- [Task instructions] Print all of the entries exactly, minus the pictures.

Data supplied START

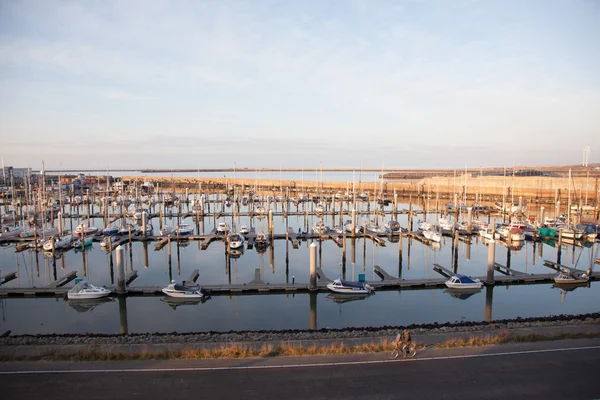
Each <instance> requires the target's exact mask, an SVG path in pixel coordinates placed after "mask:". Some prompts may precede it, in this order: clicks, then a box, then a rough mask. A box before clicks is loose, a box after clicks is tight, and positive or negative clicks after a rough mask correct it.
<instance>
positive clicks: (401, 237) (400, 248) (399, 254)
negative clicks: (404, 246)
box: [398, 229, 402, 279]
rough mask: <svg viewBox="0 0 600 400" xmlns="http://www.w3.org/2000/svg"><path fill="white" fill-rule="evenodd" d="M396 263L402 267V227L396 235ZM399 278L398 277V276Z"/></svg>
mask: <svg viewBox="0 0 600 400" xmlns="http://www.w3.org/2000/svg"><path fill="white" fill-rule="evenodd" d="M398 243H399V246H398V265H399V266H400V268H402V229H400V235H399V236H398ZM399 279H400V278H399Z"/></svg>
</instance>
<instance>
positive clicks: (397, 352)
mask: <svg viewBox="0 0 600 400" xmlns="http://www.w3.org/2000/svg"><path fill="white" fill-rule="evenodd" d="M400 345H402V348H400ZM400 352H402V357H404V358H406V357H409V358H411V357H414V356H415V354H417V345H416V344H414V343H413V342H410V343H409V344H404V343H402V342H398V341H396V342H394V348H393V349H392V351H391V352H390V354H389V358H390V360H394V359H396V358H398V355H399V354H400Z"/></svg>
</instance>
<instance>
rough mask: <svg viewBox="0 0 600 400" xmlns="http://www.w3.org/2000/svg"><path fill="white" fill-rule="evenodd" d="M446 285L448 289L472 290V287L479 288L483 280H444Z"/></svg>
mask: <svg viewBox="0 0 600 400" xmlns="http://www.w3.org/2000/svg"><path fill="white" fill-rule="evenodd" d="M446 286H447V287H449V288H450V289H456V290H473V289H481V287H482V286H483V282H475V283H452V282H446Z"/></svg>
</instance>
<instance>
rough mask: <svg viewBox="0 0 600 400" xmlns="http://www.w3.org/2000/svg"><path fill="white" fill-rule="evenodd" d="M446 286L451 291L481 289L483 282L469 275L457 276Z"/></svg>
mask: <svg viewBox="0 0 600 400" xmlns="http://www.w3.org/2000/svg"><path fill="white" fill-rule="evenodd" d="M446 286H447V287H449V288H450V289H480V288H481V287H482V286H483V282H481V281H480V280H479V279H473V278H471V277H470V276H467V275H463V274H456V275H454V276H453V277H451V278H450V279H448V280H447V281H446Z"/></svg>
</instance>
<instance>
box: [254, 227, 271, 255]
mask: <svg viewBox="0 0 600 400" xmlns="http://www.w3.org/2000/svg"><path fill="white" fill-rule="evenodd" d="M254 245H255V246H256V251H257V252H259V253H262V252H264V251H265V250H266V249H267V247H269V237H268V236H267V235H266V234H264V233H263V232H259V233H257V234H256V239H254Z"/></svg>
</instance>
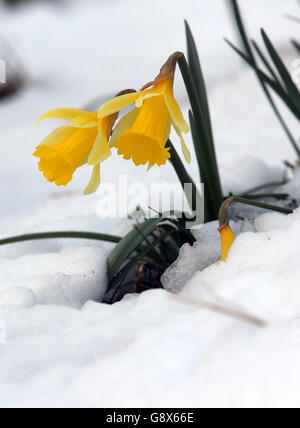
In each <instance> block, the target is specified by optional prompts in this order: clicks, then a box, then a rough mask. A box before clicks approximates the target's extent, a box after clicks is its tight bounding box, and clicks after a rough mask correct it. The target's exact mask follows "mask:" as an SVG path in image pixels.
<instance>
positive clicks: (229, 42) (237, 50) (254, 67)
mask: <svg viewBox="0 0 300 428" xmlns="http://www.w3.org/2000/svg"><path fill="white" fill-rule="evenodd" d="M225 42H226V43H227V44H228V45H229V46H230V47H231V48H232V49H233V50H234V51H235V52H236V53H237V54H238V55H240V57H241V58H243V59H244V60H245V61H246V62H247V63H248V64H249V65H250V66H251V67H252V68H253V69H254V71H256V73H257V76H258V77H259V79H261V82H262V84H268V85H269V86H270V87H271V88H272V89H273V91H274V92H276V94H277V95H278V96H279V97H280V98H281V99H282V100H283V101H284V102H285V104H286V105H287V106H288V107H289V109H290V110H291V112H292V113H293V114H294V115H295V116H296V117H297V119H298V118H299V112H298V110H297V108H296V107H295V105H294V103H293V102H292V101H291V99H290V98H289V96H288V94H287V93H286V92H285V90H284V89H283V88H282V87H281V86H279V85H278V84H277V82H276V81H275V80H273V79H271V78H270V77H269V76H268V75H267V74H266V73H264V72H263V71H261V70H260V69H259V68H258V67H257V65H256V64H254V63H253V61H252V60H251V59H250V58H249V57H248V56H247V55H246V54H244V53H243V52H242V51H240V50H239V49H238V48H237V47H236V46H234V44H233V43H231V42H230V41H229V40H228V39H225Z"/></svg>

Data supplied END

- [Response for this exercise]
Each <instance> requires the target's exact mask, an SVG path in pixel coordinates placed after "mask:". Some prompts may precede it, in this order: clicks, then a box, then a rough mask. A box before clicks is loose, a box after clicks is tight, and positive or negative clicks after a rough mask correct it.
<instance>
positive clicks: (401, 237) (400, 248) (399, 254)
negative clicks: (404, 246)
box: [398, 229, 402, 279]
rough mask: <svg viewBox="0 0 600 400" xmlns="http://www.w3.org/2000/svg"><path fill="white" fill-rule="evenodd" d="M396 263L402 267V227L396 235ZM399 278L398 277V276Z"/></svg>
mask: <svg viewBox="0 0 600 400" xmlns="http://www.w3.org/2000/svg"><path fill="white" fill-rule="evenodd" d="M398 243H399V246H398V265H399V266H400V268H402V229H400V235H399V236H398ZM399 279H400V278H399Z"/></svg>
</instance>
<instance>
positive clicks: (397, 352)
mask: <svg viewBox="0 0 600 400" xmlns="http://www.w3.org/2000/svg"><path fill="white" fill-rule="evenodd" d="M400 345H402V348H400ZM400 352H402V357H404V358H406V357H409V358H411V357H414V356H415V354H417V345H416V344H414V343H413V342H410V343H409V344H404V343H402V342H398V341H396V342H394V348H393V349H392V351H391V352H390V354H389V358H390V360H394V359H396V358H398V355H399V354H400Z"/></svg>
</instance>
<instance>
rough mask: <svg viewBox="0 0 600 400" xmlns="http://www.w3.org/2000/svg"><path fill="white" fill-rule="evenodd" d="M446 285L448 289L472 290V287L479 288L483 280H444Z"/></svg>
mask: <svg viewBox="0 0 600 400" xmlns="http://www.w3.org/2000/svg"><path fill="white" fill-rule="evenodd" d="M446 286H447V287H449V288H450V289H456V290H473V289H481V287H482V286H483V282H475V283H452V282H446Z"/></svg>
</instance>
<instance>
rough mask: <svg viewBox="0 0 600 400" xmlns="http://www.w3.org/2000/svg"><path fill="white" fill-rule="evenodd" d="M446 286L451 291L481 289L483 282L469 275L457 276Z"/></svg>
mask: <svg viewBox="0 0 600 400" xmlns="http://www.w3.org/2000/svg"><path fill="white" fill-rule="evenodd" d="M446 286H447V287H449V288H450V289H480V288H481V287H482V286H483V282H481V281H480V280H479V279H473V278H471V277H470V276H467V275H463V274H456V275H454V276H453V277H451V278H450V279H448V280H447V281H446Z"/></svg>
</instance>
<instance>
box: [254, 227, 271, 255]
mask: <svg viewBox="0 0 600 400" xmlns="http://www.w3.org/2000/svg"><path fill="white" fill-rule="evenodd" d="M254 245H255V246H256V251H257V252H259V253H262V252H264V251H265V250H266V249H267V247H269V237H268V236H267V235H266V234H264V233H263V232H259V233H257V234H256V239H254Z"/></svg>
</instance>
In each <instance> block, the target is specified by optional prompts in this order: clicks, then a box, then a rough mask. A box before clicks approximates the target's extent, a box after clicks is its tight bounding box, and clicks after a rough mask correct it. The target's exact mask follows "mask:" as an SVG path in image pixels.
<instance>
positive clicks: (229, 42) (237, 50) (254, 67)
mask: <svg viewBox="0 0 300 428" xmlns="http://www.w3.org/2000/svg"><path fill="white" fill-rule="evenodd" d="M225 42H226V43H227V44H228V45H229V46H230V47H231V48H232V49H233V50H234V51H235V52H236V53H237V54H238V55H240V57H241V58H243V59H244V60H245V61H246V62H247V63H248V64H249V65H250V66H251V67H252V68H253V69H254V71H256V73H257V76H258V77H259V79H261V82H262V84H268V85H269V86H270V87H271V88H272V89H273V91H274V92H276V94H277V95H278V96H279V97H280V98H281V99H282V100H283V101H284V102H285V104H286V105H287V106H288V107H289V109H290V110H291V112H292V113H293V114H294V115H295V116H296V117H297V119H298V118H299V112H298V110H297V108H296V107H295V105H294V103H293V102H292V101H291V99H290V98H289V96H288V94H287V93H286V92H285V90H284V89H283V88H282V87H281V86H279V85H278V84H277V82H276V81H275V80H273V79H271V78H270V77H269V76H268V75H267V74H266V73H264V72H263V71H261V70H260V69H259V68H258V67H257V65H256V64H254V63H253V61H252V60H251V59H250V58H249V57H248V56H247V55H246V54H244V53H243V52H242V51H240V50H239V49H238V48H237V47H236V46H234V44H233V43H231V42H230V41H229V40H228V39H225Z"/></svg>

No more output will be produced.